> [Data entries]
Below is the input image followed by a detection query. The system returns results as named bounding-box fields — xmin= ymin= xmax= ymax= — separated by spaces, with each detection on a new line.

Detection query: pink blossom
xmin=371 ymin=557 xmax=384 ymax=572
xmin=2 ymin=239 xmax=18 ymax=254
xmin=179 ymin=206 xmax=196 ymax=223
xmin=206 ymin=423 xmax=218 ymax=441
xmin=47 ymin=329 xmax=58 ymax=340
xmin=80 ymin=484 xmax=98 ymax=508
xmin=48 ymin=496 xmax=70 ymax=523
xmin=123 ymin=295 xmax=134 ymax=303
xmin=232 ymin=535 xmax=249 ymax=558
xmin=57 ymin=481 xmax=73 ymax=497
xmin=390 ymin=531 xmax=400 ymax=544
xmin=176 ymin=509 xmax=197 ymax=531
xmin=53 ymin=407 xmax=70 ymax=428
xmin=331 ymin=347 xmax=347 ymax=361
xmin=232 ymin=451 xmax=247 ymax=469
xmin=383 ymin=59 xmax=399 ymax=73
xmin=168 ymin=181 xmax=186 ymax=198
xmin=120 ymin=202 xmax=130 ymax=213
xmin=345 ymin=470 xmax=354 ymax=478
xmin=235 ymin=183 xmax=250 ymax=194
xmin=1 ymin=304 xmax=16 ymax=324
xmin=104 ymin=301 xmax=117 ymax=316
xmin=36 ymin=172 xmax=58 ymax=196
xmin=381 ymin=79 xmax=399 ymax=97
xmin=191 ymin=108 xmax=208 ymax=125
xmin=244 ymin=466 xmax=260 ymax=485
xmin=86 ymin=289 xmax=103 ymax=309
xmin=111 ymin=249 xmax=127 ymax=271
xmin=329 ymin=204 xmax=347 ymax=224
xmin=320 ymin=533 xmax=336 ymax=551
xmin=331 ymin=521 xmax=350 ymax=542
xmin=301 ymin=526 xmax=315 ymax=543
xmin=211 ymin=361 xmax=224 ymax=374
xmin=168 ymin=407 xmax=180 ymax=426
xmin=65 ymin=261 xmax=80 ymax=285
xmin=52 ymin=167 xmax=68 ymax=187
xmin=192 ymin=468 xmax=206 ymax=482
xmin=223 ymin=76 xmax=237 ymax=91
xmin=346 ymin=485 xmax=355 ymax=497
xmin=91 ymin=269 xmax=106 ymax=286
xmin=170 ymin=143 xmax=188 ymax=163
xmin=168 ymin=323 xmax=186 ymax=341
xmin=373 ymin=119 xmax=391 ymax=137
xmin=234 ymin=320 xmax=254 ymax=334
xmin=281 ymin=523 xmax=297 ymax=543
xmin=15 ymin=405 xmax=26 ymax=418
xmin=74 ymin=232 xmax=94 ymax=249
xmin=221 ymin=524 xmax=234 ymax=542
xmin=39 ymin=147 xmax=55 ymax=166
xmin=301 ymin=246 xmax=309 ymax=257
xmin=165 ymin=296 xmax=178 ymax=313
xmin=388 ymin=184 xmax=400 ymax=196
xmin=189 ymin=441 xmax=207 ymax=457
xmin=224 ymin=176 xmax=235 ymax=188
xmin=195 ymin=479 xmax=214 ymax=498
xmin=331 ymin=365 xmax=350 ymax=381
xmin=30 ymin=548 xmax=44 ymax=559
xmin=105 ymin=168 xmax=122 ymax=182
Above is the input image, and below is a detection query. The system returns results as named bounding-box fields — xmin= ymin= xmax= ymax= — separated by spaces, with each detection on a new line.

> [About this task] Your answer should be the lines above that contain the word "named", copied out.

> [Expected answer]
Below is the input image followed by a detection query. The system returns results as named bounding-box fields — xmin= ymin= xmax= ymax= — separated by spaces, with each detection on a new line.
Above is the input image, and below is a detection query. The system returns results as named bounding-box fields — xmin= ymin= xmax= ymax= — separated by spaces, with each detection on a new line.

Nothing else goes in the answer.